> [Brano da leggere]:
Dove vanno i sindacati? Un interrogativo che non solo è lecito, ma è doveroso porsi perché, diversamente da quello che essi lamentano (col controcanto della minoranza del PD e dei corifei della sinistra radicale e massimalista), nessuno ha interesse a isolare i corpi sociali intermedi che, quando non diventano bastioni corporativi e vanno ad occupare spazi che non competono loro, sono veicoli preziosi di democrazia. Il fatto è che negli ultimi tempi le politiche e, soprattutto, i comportamenti dei sindacati (anche se con connotazioni diverse) hanno assunto una deriva sempre più politica e sempre meno sindacale.

Emblematico in questo senso è stato lo sciopero contro la riforma della scuola: uno degli assi portanti, forse il più importante, del programma del Governo. La legge in discussione in parlamento è un serio tentativo di rimodellare l’organizzazione, i contenuti e gli obiettivi del sistema educativo: si tratta, quindi, di una questione che interessa, certo, i soggetti che vi operano, ma soprattutto la collettività dei cittadini e il presente e il futuro della Nazione. Se le cose stanno così l’affermazione del ministro Boschi che la scuola non appartiene ai sindacati e che quando ciò si verifica, come purtroppo è quasi sempre avvenuto, non funziona, non è che un truismo. Che questa ovvia verità sia stata dai sindacati considerata un attacco alla democrazia evidenzia la concezione sostanzialmente corporativa che essi ne hanno.

Lo conferma chiaramente il fatto che le materie principali dello scontro non riguardano la riforma, ma le modalità di assunzione, i criteri e le procedure di valutazione del merito degli insegnanti e dei non docenti, i poteri dei presidi e soprattutto la pretesa di negoziare con il Governo i contenuti della legge come condizione per la sua approvazione. Se questo non è uno sciopero politico che cos’ è? Scioperi politici, apertamente dichiarati, sono stati anche quelli promossi dalla FIOM contro il jobs act e lo sciopero generale della CGIL, con una semiadesione di CISL e UIL, e il sostegno della minoranza del PD, di SEL e di vari gruppuscoli radicali: prodromi della velleitaria coalizione sociale?

A fronte di queste agitazioni politiche volte a combattere e abbattere una legge dello Stato o ad impedirne l’approvazione, appare macroscopica la debolezza, quando non la subordinazione fattuale e culturale, dei sindacati nell’affrontare le grandi questioni di rilevanza nazionale e internazionale sollevate dalle crisi aziendali che hanno caratterizzato il sistema economico italiano di questi ultimi anni. Sebbene i prodromi di ciò che avrebbe potuto accadere fossero noti e i loro sviluppi immaginabili i sindacati non sono stati in grado di intervenire per prevenirli, partecipare alla gestione dei processi di ristrutturazione aziendali e promuovere politiche di sviluppo alternative.

> [Compito richiesto]: Per favore, riscrivi il brano sui sindacati partendo da "A fronte di" e proseguendo fino a "di sviluppo alternative.", con "fragilità" al posto di "debolezza".

> [Dati forniti]:
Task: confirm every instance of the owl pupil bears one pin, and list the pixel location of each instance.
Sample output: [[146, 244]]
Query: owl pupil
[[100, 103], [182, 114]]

> [Risultato finale]:
A fronte di queste agitazioni politiche volte a combattere e abbattere una legge dello Stato o ad impedirne l’approvazione, appare macroscopica la fragilità, quando non la subordinazione fattuale e culturale, dei sindacati nell’affrontare le grandi questioni di rilevanza nazionale e internazionale sollevate dalle crisi aziendali che hanno caratterizzato il sistema economico italiano di questi ultimi anni. Sebbene i prodromi di ciò che avrebbe potuto accadere fossero noti e i loro sviluppi immaginabili i sindacati non sono stati in grado di intervenire per prevenirli, partecipare alla gestione dei processi di ristrutturazione aziendali e promuovere politiche di sviluppo alternative.